***** Text segment *****

Metele as price of national swindle
The government has often fumed at the obduracy of its traducers who instead of trumpeting the wonders of its military in Sambisa Forest have rather warned that more still needed to be done to defeat the insurgents in the light of the occasional suicide attacks on civilians and losses of two or four soldiers to the insurgents.
But the recent killing of about 100 soldiers in Metele, Borno State, so shattered the charade of triumph over the insurgents that President Muhammadu Buhari had to dispatch his defence minister to Chad for more collaboration in defeating them.
Clearly, the dead soldiers deserve all the garlands for their bravery and patriotism for which they have paid the supreme price.
Yet, we should not ignore the important fact that the worse tragedy that sired the recent loss of military personnel is that we did not think that Metele was a catastrophic possibility only waiting for the appropriate time to happen.
The auguries were there. But we chose to ignore them. It is in this regard that as a nation, we cannot escape collective guilt over this monumental catastrophe.
In other words, Melete is only the consequence of a Buhari government-perpetrated canard that has come to haunt us. As a nation we accepted the lie the Buhari government told us about its defeating the insurgents.
Buoyed by our inability to see the deception, the Buhari government told those who had been displaced to return to their communities after reportedly being rebuilt with billions.
We were sucked into the swindle of the billions really going into the rehabilitation of the displaced until the uncovering of the fraud of a former Secretary to the Government of the Federation, Babachir Lawal, let us into a most-guarded secret of how the fight against insurgency has turned into a treasure trove.
Yes, we ignored the contradiction that the Sambisa Forest that the government claimed to have denuded of insurgents was still breeding terrorists who kill and kidnap not only in the remotest parts of the north-east but in cities like Maiduguri.
Again, while accepting that the insurgents have been defeated, we also agreed that it was necessary to allow the government to withdraw $1 billion from the excess crude account to finish the battle.
We considered some governors who protested against the withdrawal as those who chose to be saboteurs because of their opposing political leanings.

*****

**Work to do:**
a – In the opinion piece on the Metele killings, to which country did President Buhari send his defence minister after the soldiers died?
b – Write the next part of the opinion piece on the Metele killings, picking up after its last sentence.
The rows that come after this piece have no connection to it.

***** Excerpted records *****

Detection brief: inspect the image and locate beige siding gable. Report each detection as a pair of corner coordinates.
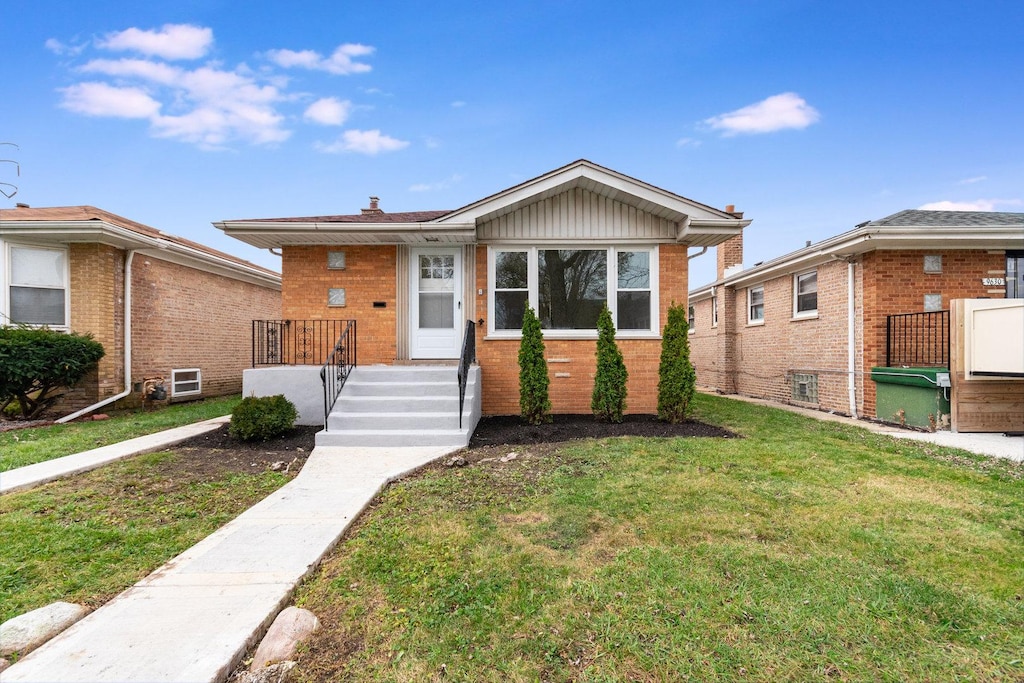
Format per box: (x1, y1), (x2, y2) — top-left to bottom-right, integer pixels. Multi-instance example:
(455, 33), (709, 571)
(477, 187), (677, 243)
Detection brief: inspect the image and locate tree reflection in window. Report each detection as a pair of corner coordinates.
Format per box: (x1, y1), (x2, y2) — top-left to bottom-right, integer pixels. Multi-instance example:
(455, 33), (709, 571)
(538, 249), (608, 330)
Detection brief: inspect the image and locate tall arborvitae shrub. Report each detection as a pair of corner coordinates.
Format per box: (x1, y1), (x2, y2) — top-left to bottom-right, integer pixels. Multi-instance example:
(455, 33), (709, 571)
(519, 304), (551, 425)
(657, 303), (697, 424)
(590, 305), (629, 422)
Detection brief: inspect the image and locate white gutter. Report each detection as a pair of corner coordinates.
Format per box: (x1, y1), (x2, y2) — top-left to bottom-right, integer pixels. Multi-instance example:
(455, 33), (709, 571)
(846, 259), (857, 419)
(56, 249), (135, 423)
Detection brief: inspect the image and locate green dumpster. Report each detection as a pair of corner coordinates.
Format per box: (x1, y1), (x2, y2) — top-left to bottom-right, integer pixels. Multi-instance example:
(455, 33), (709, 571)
(871, 368), (949, 430)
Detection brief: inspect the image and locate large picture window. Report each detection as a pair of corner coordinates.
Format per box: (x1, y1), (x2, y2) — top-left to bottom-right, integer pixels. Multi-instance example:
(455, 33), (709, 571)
(5, 245), (68, 328)
(488, 247), (657, 336)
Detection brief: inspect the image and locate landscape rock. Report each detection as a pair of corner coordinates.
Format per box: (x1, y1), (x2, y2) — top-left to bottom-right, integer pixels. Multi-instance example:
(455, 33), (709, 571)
(230, 660), (296, 683)
(249, 607), (319, 672)
(0, 602), (89, 656)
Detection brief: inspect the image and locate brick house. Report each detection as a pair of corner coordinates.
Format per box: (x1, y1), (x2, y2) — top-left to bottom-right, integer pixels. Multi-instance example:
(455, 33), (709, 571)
(0, 205), (281, 411)
(215, 160), (750, 442)
(689, 211), (1024, 419)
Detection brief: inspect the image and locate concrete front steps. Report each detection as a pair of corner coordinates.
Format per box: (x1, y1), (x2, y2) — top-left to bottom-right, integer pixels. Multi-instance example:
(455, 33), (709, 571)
(316, 366), (480, 447)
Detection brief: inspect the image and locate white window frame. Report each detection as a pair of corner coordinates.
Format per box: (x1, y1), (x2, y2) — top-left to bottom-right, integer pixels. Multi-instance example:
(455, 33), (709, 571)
(171, 368), (203, 398)
(746, 285), (765, 325)
(0, 242), (71, 331)
(793, 269), (818, 317)
(487, 243), (662, 339)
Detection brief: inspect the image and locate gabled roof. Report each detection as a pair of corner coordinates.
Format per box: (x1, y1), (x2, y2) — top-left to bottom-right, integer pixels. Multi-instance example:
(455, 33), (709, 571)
(214, 159), (751, 248)
(690, 209), (1024, 300)
(0, 206), (281, 289)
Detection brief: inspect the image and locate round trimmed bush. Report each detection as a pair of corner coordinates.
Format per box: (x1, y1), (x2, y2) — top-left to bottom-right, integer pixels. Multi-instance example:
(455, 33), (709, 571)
(227, 394), (299, 441)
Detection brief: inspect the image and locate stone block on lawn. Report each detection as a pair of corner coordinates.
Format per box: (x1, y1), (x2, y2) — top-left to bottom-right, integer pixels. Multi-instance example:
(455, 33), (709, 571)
(0, 602), (89, 656)
(249, 607), (319, 672)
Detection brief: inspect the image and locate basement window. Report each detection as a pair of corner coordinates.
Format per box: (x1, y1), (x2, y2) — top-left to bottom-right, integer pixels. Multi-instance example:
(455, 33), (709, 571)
(793, 373), (818, 403)
(171, 368), (203, 397)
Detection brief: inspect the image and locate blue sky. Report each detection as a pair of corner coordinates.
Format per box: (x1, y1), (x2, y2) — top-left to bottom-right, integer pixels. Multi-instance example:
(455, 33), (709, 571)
(0, 0), (1024, 285)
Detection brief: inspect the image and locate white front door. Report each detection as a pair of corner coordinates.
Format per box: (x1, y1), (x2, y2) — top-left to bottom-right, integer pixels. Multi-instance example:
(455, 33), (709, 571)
(409, 247), (463, 358)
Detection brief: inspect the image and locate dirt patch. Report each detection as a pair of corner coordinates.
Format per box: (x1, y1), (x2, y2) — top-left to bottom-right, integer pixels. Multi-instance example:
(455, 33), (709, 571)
(469, 415), (737, 449)
(161, 425), (322, 480)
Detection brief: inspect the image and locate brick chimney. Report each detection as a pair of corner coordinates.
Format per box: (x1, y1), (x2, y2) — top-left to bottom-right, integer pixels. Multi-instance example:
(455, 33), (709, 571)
(715, 204), (743, 280)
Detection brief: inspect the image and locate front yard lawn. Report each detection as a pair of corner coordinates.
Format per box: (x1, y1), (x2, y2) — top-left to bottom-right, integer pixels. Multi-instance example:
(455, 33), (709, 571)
(296, 396), (1024, 681)
(0, 395), (242, 472)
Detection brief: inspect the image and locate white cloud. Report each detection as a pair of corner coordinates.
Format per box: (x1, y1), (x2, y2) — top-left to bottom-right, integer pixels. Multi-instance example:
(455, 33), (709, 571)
(60, 83), (160, 119)
(303, 97), (352, 126)
(705, 92), (821, 136)
(97, 24), (213, 59)
(918, 200), (1024, 211)
(266, 43), (374, 76)
(315, 129), (409, 156)
(409, 173), (462, 193)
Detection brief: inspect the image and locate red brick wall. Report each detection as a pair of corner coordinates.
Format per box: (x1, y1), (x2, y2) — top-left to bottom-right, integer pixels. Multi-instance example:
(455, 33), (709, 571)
(281, 245), (397, 365)
(132, 254), (281, 398)
(60, 244), (125, 411)
(476, 245), (687, 415)
(860, 250), (1007, 416)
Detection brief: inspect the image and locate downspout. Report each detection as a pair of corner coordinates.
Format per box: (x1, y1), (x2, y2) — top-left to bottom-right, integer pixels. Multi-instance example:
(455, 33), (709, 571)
(56, 249), (135, 423)
(846, 258), (857, 419)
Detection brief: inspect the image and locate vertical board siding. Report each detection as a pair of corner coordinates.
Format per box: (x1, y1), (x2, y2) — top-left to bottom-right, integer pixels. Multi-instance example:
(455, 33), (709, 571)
(478, 187), (676, 242)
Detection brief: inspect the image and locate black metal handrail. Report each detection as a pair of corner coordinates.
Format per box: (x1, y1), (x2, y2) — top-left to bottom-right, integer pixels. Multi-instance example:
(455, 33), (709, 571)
(886, 310), (949, 368)
(252, 319), (351, 368)
(321, 321), (356, 430)
(459, 321), (476, 429)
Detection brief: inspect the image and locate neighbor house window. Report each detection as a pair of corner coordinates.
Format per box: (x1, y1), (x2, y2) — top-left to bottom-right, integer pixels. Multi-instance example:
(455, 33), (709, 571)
(746, 287), (765, 325)
(793, 270), (818, 317)
(4, 245), (68, 328)
(171, 368), (203, 396)
(488, 247), (657, 336)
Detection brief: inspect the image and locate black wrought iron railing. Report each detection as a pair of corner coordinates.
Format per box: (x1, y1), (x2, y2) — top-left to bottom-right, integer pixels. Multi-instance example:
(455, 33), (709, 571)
(886, 310), (949, 368)
(252, 319), (351, 368)
(459, 321), (476, 429)
(321, 321), (356, 429)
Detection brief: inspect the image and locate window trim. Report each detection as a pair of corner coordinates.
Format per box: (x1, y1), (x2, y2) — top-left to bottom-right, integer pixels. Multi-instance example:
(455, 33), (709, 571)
(0, 240), (71, 332)
(171, 368), (203, 398)
(793, 268), (818, 318)
(746, 285), (765, 325)
(485, 248), (662, 339)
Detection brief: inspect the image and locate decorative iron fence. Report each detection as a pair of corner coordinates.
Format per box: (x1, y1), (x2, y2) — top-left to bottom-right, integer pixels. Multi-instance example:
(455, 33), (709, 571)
(321, 321), (356, 430)
(886, 310), (949, 368)
(459, 321), (476, 429)
(252, 319), (352, 368)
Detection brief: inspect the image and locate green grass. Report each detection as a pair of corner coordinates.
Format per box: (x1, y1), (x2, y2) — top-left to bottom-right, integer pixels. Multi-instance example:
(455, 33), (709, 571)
(0, 395), (242, 472)
(0, 452), (290, 622)
(297, 395), (1024, 681)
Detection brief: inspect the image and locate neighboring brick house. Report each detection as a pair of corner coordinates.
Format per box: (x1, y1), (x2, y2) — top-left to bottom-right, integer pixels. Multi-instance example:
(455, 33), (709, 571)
(689, 211), (1024, 418)
(215, 160), (750, 415)
(0, 205), (281, 412)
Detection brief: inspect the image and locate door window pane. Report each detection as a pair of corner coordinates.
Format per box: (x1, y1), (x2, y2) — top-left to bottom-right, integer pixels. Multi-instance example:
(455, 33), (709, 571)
(538, 249), (608, 330)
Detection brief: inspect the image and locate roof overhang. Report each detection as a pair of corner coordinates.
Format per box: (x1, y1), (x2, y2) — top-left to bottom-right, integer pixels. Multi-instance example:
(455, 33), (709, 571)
(214, 220), (476, 249)
(0, 219), (281, 290)
(690, 224), (1024, 294)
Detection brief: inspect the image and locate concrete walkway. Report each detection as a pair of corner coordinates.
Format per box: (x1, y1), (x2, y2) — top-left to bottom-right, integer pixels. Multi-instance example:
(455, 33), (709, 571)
(2, 446), (452, 683)
(0, 415), (231, 496)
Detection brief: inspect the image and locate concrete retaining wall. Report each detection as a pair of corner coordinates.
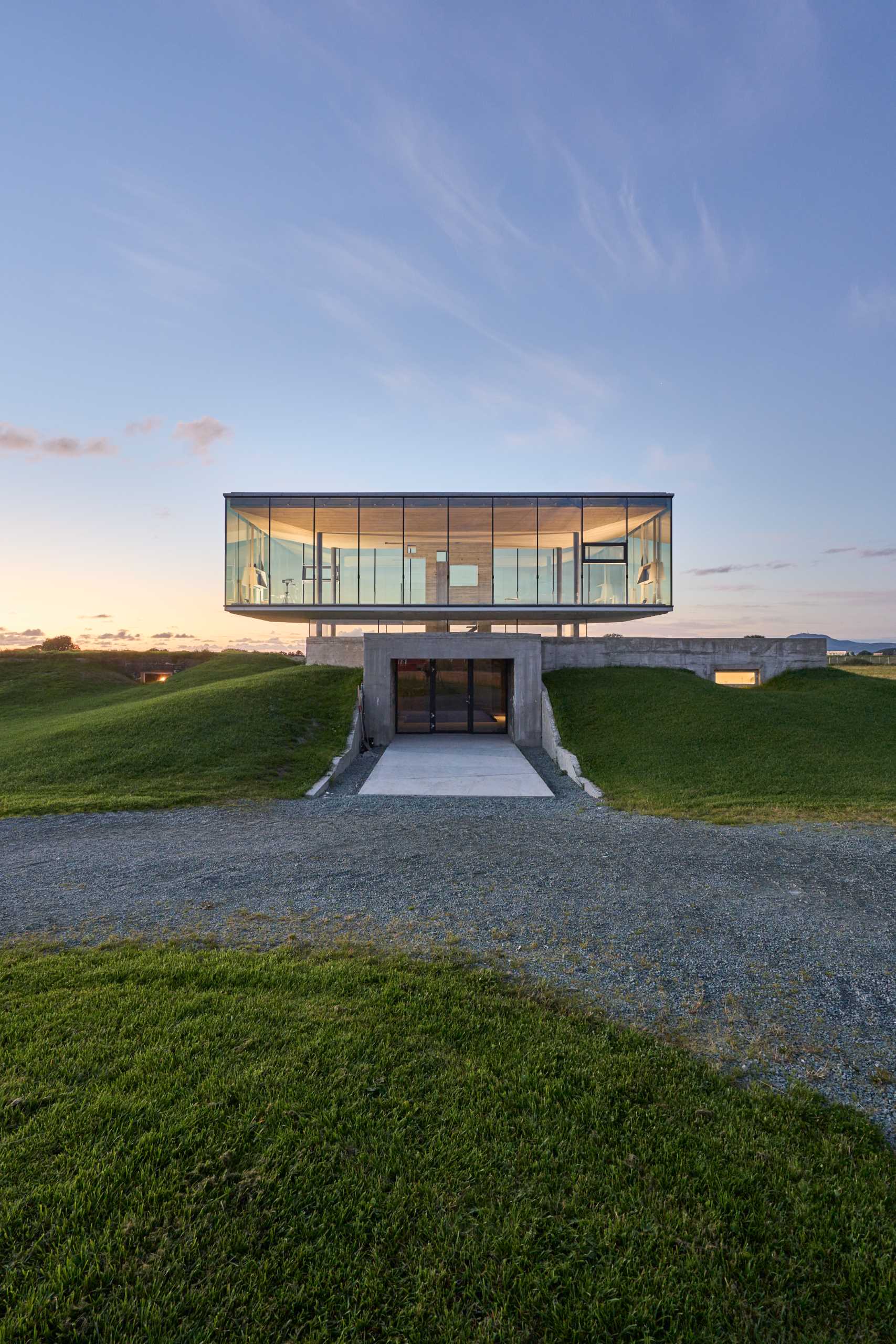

*****

**Exercise results:**
a – Chad.

b –
The Goodluck Jonathan government was accused of not buying weapons for the military to fight insurgents. Under the Jonathan government, soldiers were said to have been compelled to fight Boko Haram with their bare hands.
The Buhari government has felt so outraged by this betrayal of the military that it is unrelenting in its resolve to go the whole hog in violating court orders for those responsible for the killing of our unarmed soldiers by Boko Haram to get their comeuppance.
This is why a former National Security Adviser, Sambo Dasuki, is being incarcerated for allegedly being the one who disbursed the funds to political cronies at the expense of equipping the military.
But if the Buhari government has remedied this situation, there is no evidence. Our soldiers complain that the insurgents are more equipped than them.
How could the insurgents be more equipped when billions are being spent on procuring equipment for the soldiers? But here, we may not get the right answer.
The House of Representatives that has resolved to probe how the $1 billion has been spent may not be able to give us the right result. Or have we forgotten the dilettantism, partisanship and more importantly, the cash-induced silence that often trammel such probes?
Do our lawmakers not have the loathsome history of using threats of probes as a means of extorting money from the executive and other citizens and organisations?
It was after the Buhari government claimed to have defeated the insurgents that the abduction of 110 schoolgirls of Dapchi happened.
Yet, the government claimed to be in touch with the insurgents. It claimed to be negotiating with them. And with the release of the girls except one, the government felt vindicated. But the fact that the government has been unable to release Leah Sharibu is a warning against the claim of the government that it has subdued the insurgents.
Obviously embarrassed by the cheap murder of the soldiers, Buhari was reported to have met with his service chiefs. But we do not expect the meeting to change anything even after Buhari himself has gone to Maiduguri to meet the leaders of the soldiers at the battlefront.
Before these recent killings Buhari did not demonstrate that he was in charge of the service chiefs even though he is statutorily their commander-in-chief.
Buhari had enough time before now to set deadlines for the military leaders to win the war against Boko Haram or be sacked but he did not.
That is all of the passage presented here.